### Exercise directions
List each line in the records below that contains the string "pickup", copying every such line in its entirety.

### Extracted material
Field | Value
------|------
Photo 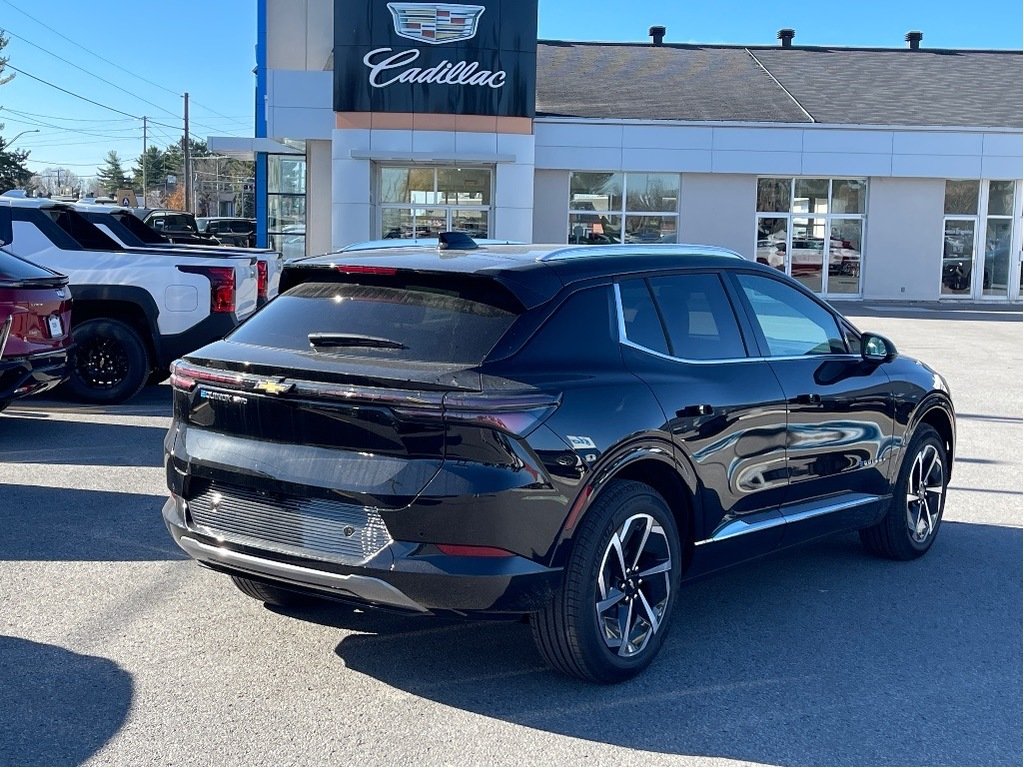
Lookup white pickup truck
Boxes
[0,196,260,402]
[72,203,284,306]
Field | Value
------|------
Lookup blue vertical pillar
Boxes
[254,0,269,248]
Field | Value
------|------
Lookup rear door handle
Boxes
[676,403,715,419]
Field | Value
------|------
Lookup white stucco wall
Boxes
[266,0,334,71]
[679,173,758,259]
[306,141,333,254]
[534,168,569,243]
[861,177,946,301]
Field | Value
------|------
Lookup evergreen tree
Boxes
[132,146,167,189]
[96,150,131,195]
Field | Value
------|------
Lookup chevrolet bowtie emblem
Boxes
[253,379,295,394]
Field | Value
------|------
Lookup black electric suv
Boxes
[164,236,955,682]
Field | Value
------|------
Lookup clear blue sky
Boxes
[0,0,1022,176]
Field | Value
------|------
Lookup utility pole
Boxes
[181,92,193,213]
[142,115,148,208]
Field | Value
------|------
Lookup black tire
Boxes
[530,480,682,683]
[860,424,949,560]
[231,575,316,608]
[68,317,150,403]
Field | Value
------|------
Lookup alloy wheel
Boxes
[596,514,673,657]
[77,338,130,388]
[906,444,945,544]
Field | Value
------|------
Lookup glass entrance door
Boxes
[941,217,978,299]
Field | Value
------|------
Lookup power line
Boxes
[0,106,136,123]
[0,64,177,130]
[0,0,253,128]
[4,30,183,117]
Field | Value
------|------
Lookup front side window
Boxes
[568,172,680,245]
[755,178,867,296]
[736,274,848,357]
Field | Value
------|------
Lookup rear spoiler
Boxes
[0,201,14,246]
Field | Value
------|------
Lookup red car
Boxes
[0,250,72,411]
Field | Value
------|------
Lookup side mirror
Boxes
[0,203,14,246]
[860,333,896,362]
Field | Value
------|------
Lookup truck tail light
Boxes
[256,259,270,304]
[178,266,234,313]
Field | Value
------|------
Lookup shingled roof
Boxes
[537,40,1022,129]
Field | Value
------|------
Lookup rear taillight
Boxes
[444,393,560,437]
[334,264,398,274]
[434,544,515,557]
[256,259,270,302]
[178,266,234,312]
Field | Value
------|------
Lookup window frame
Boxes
[724,269,863,362]
[565,171,683,246]
[374,163,498,243]
[754,174,870,299]
[612,269,761,366]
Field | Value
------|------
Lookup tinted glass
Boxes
[516,287,618,370]
[650,274,746,360]
[0,251,53,280]
[737,274,847,357]
[618,280,669,354]
[758,178,793,213]
[945,181,981,216]
[229,283,516,365]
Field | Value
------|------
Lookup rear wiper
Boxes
[308,334,409,349]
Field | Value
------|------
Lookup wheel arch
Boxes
[551,441,698,569]
[71,285,160,366]
[909,392,956,478]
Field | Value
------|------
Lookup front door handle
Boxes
[676,403,715,419]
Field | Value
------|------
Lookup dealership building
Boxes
[210,0,1022,303]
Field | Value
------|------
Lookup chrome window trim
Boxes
[612,278,862,366]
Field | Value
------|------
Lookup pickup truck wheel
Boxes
[68,318,150,402]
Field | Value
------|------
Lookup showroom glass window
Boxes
[377,166,494,240]
[266,155,306,259]
[756,177,867,296]
[568,172,679,245]
[940,179,1020,300]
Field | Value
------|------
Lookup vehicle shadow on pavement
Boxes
[0,408,167,466]
[0,482,187,565]
[0,635,133,765]
[12,384,171,419]
[327,522,1022,766]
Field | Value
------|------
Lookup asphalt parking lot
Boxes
[0,307,1022,766]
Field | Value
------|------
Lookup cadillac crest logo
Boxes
[387,3,484,45]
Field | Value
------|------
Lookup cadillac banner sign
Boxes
[334,0,537,118]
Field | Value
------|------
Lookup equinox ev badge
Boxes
[199,389,249,406]
[253,379,295,394]
[387,3,484,45]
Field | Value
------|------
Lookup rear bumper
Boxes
[0,347,71,400]
[163,497,562,615]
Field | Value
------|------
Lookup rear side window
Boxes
[0,251,53,281]
[228,283,517,366]
[618,280,669,354]
[649,274,746,360]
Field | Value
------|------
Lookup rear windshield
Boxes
[0,251,53,281]
[228,283,516,366]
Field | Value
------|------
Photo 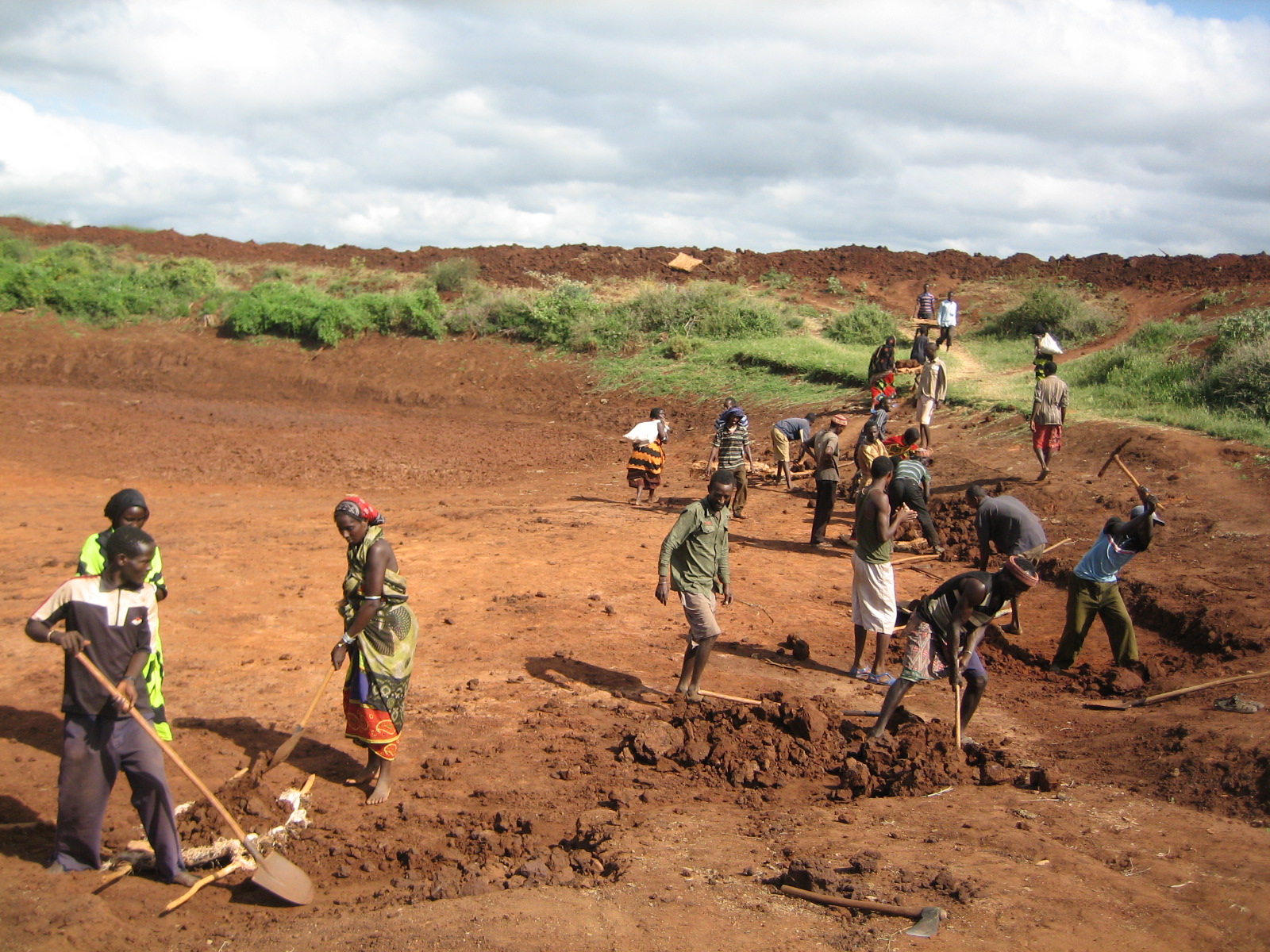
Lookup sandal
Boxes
[1213,694,1265,713]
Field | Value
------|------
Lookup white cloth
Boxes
[622,420,658,443]
[851,552,897,635]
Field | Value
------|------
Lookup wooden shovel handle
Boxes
[1129,669,1270,707]
[75,651,259,847]
[781,886,922,919]
[297,665,335,730]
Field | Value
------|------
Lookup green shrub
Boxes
[1209,307,1270,358]
[225,281,363,347]
[1206,339,1270,423]
[984,284,1119,345]
[821,302,898,344]
[428,258,480,290]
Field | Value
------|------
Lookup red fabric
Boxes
[341,497,379,522]
[1033,423,1063,453]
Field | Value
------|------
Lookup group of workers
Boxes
[25,489,419,886]
[655,297,1164,744]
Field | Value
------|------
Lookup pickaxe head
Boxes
[1099,436,1133,478]
[904,906,949,939]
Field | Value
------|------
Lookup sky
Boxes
[0,0,1270,256]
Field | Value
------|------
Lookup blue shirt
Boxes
[1073,532,1138,582]
[775,416,811,443]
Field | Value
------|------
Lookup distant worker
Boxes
[935,290,956,351]
[771,414,815,491]
[654,470,737,701]
[626,406,671,505]
[1049,486,1164,673]
[917,343,949,449]
[811,414,847,546]
[706,405,754,519]
[851,455,913,687]
[887,457,944,555]
[868,335,895,379]
[868,556,1040,747]
[965,484,1048,635]
[1031,360,1068,481]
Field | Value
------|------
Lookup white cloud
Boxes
[0,0,1270,255]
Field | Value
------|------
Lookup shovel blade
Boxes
[904,906,944,939]
[265,727,305,773]
[252,853,314,906]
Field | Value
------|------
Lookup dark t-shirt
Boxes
[30,575,156,719]
[974,497,1048,555]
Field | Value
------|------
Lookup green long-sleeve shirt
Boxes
[658,499,732,595]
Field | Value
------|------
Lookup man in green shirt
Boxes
[656,470,737,701]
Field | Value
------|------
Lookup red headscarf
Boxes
[335,497,383,525]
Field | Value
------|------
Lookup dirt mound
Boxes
[7,218,1270,292]
[287,804,630,908]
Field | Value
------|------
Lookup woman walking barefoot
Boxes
[330,497,419,804]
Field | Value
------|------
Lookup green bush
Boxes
[1206,340,1270,423]
[984,284,1119,347]
[821,302,898,344]
[428,258,480,290]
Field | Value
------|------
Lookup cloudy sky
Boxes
[0,0,1270,256]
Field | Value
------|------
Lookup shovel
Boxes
[781,886,949,939]
[264,665,335,773]
[1082,670,1270,711]
[75,651,314,906]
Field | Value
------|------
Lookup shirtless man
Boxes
[851,455,914,685]
[868,556,1040,745]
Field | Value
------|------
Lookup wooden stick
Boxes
[98,863,132,889]
[159,859,243,916]
[697,688,764,704]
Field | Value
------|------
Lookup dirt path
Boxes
[0,317,1270,952]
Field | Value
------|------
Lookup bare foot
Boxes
[344,764,379,787]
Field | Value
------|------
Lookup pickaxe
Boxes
[781,886,949,938]
[1099,436,1160,509]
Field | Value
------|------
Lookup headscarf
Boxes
[104,489,150,525]
[335,497,383,525]
[1005,556,1040,588]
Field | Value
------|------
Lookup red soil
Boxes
[0,225,1270,952]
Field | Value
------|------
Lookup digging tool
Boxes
[1082,669,1270,711]
[781,886,949,938]
[75,651,314,906]
[1099,436,1160,509]
[264,665,335,773]
[159,859,245,916]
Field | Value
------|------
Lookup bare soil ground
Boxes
[0,225,1270,952]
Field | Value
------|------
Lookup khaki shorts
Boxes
[772,427,790,463]
[679,592,722,643]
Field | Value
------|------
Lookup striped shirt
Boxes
[895,459,931,484]
[714,424,749,470]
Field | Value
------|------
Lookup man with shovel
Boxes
[868,556,1040,744]
[1049,485,1164,674]
[27,525,195,886]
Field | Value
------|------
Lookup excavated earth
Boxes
[0,222,1270,952]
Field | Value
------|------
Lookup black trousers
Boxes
[811,480,838,542]
[887,476,944,548]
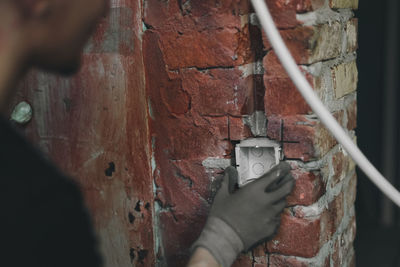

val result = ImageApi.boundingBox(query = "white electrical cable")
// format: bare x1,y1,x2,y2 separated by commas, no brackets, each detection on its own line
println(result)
251,0,400,207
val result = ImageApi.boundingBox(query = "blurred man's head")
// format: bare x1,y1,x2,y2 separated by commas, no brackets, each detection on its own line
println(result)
0,0,108,74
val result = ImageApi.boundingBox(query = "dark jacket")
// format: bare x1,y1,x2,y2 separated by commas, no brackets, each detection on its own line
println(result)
0,118,100,267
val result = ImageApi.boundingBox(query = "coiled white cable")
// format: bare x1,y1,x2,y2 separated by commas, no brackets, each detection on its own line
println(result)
251,0,400,207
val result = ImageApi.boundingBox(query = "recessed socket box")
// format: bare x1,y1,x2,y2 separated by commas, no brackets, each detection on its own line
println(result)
235,138,281,187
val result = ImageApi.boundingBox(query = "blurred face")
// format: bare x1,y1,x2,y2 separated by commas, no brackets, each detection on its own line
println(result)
27,0,108,74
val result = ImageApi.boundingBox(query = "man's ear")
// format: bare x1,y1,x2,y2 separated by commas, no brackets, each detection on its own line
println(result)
30,0,52,18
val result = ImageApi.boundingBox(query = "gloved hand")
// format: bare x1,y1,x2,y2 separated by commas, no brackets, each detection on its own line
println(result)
192,163,294,267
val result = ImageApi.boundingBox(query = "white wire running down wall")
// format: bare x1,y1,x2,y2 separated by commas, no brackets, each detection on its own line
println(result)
251,0,400,207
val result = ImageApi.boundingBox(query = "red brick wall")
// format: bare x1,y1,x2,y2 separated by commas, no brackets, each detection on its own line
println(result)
143,0,357,266
10,0,357,267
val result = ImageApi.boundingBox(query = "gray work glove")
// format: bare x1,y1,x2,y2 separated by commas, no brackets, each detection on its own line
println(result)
191,163,294,267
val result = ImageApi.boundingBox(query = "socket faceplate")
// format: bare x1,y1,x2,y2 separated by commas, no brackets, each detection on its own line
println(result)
235,138,281,187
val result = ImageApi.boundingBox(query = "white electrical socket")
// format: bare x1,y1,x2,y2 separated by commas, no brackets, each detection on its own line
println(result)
235,138,281,187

### Problem solution
Lookup white pickup truck
Lookup pickup truck wheel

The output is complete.